Directions for this task:
Could you find every line in the records below that contains the word "closing" and copy it?

(Records from a collection)
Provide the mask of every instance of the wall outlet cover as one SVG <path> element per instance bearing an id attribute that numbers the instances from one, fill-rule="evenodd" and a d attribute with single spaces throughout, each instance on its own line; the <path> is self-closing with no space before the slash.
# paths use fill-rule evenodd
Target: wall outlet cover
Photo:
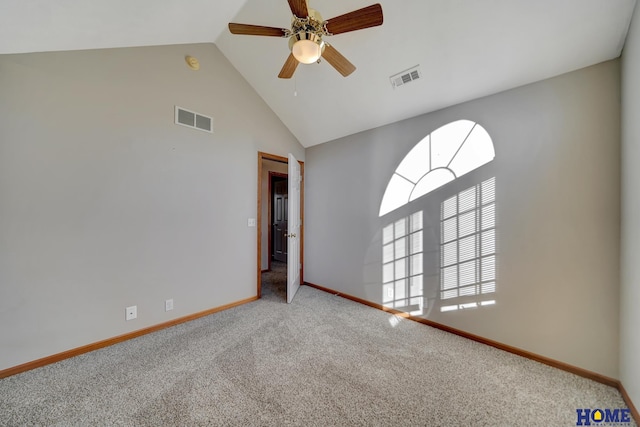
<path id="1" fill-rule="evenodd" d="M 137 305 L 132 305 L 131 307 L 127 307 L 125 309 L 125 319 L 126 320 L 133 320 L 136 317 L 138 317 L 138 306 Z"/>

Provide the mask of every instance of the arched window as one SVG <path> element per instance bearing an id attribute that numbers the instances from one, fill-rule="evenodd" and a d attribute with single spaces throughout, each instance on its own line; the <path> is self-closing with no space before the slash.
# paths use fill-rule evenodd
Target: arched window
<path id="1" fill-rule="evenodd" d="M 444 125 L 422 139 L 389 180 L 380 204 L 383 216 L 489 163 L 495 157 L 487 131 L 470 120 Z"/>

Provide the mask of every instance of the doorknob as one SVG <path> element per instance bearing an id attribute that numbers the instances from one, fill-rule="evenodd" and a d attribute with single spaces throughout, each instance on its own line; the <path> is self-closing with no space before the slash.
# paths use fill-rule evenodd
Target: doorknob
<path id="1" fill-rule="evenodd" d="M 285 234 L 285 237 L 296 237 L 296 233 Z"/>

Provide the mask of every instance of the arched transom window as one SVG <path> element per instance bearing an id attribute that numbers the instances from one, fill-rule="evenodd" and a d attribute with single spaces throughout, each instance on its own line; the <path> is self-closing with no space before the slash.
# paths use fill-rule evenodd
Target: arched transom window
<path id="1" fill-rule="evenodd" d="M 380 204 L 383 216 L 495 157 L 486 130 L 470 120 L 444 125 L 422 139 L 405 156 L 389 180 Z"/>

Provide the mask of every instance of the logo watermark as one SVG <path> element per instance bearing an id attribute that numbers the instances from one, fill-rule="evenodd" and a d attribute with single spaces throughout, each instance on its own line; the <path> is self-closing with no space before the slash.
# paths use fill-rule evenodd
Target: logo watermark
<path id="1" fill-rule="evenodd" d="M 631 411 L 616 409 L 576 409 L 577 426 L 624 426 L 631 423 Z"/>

Response area:
Provide the mask of every instance of the wall outlet cover as one SVG <path> element per instance bearing an id attribute that numbers the instances from one, fill-rule="evenodd" and a d attribute with single spaces throughout, each instance on its own line; the <path> is self-closing with no space before the slash.
Provide the mask of every instance of the arched window as one SVG <path> element per instance bearing an id attribute that numbers the instances from one, fill-rule="evenodd" and a d attribute with single spaces throughout, each instance on its own line; the <path> is self-closing with no space before the slash.
Provide the mask of every instance of the doorknob as one SVG <path> element per instance bearing an id attribute that numbers the instances from one, fill-rule="evenodd" and a d attribute with single spaces throughout, each instance on its own line; the <path> is self-closing with no space before the slash.
Provide the mask of every instance of the arched transom window as one SVG <path> element per instance bearing an id attribute that numbers the instances from one, fill-rule="evenodd" and a d attribute with single spaces throughout, each instance on its own line; the <path> is self-closing with no space before the slash.
Provide the mask of every instance of the logo watermark as one SVG <path> element per instance bearing an id attribute that numbers the instances from one, fill-rule="evenodd" and a d attribute with single spaces throughout, each instance on its own line; the <path> is self-closing with no space before the slash.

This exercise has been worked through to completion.